*Problem to work on*:
Set out every line of the listing below as a numbered list, skipping the blank lines and leaving out the pictures.

*Data for the task*:
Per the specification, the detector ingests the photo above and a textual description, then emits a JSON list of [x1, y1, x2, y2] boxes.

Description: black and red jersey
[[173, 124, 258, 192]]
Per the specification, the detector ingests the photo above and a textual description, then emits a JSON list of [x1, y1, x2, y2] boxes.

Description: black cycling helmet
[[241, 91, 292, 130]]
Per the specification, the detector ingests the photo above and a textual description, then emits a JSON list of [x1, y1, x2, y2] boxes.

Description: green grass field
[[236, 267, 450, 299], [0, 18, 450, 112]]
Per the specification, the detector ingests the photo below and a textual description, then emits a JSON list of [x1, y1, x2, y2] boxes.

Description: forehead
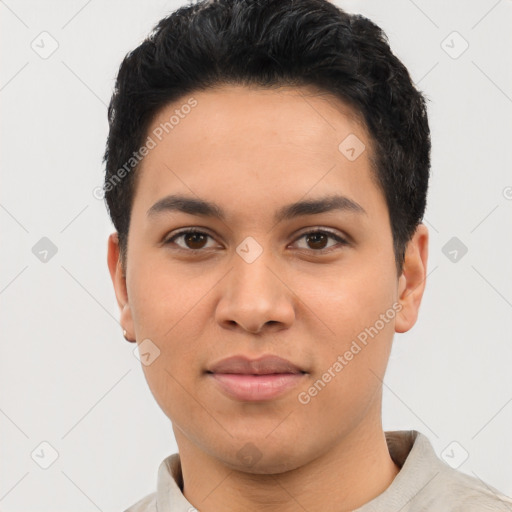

*Task solution*:
1. Per the specification, the detector ingests the photo above and a textual description, then emits a JSON list of [x1, y1, x2, y2] boxes.
2. Description: black and red jersey
3. [[173, 124, 258, 192]]
4. Per the specification, the detector ingests the photo above and a textual description, then emits a JSON list of [x1, y1, x2, y2] boxes.
5. Description: black cycling helmet
6. [[241, 91, 292, 130]]
7. Per the specification, the detector ingests the photo above and a textual description, then emits a JSON list of [x1, y1, x2, y2] boxes.
8. Description: green grass field
9. [[236, 267, 450, 299], [0, 18, 450, 112]]
10. Per the specification, the detector ingests the photo below and a textual description, then emits a JSON list of [x1, y1, x2, y2] boxes.
11. Description: forehead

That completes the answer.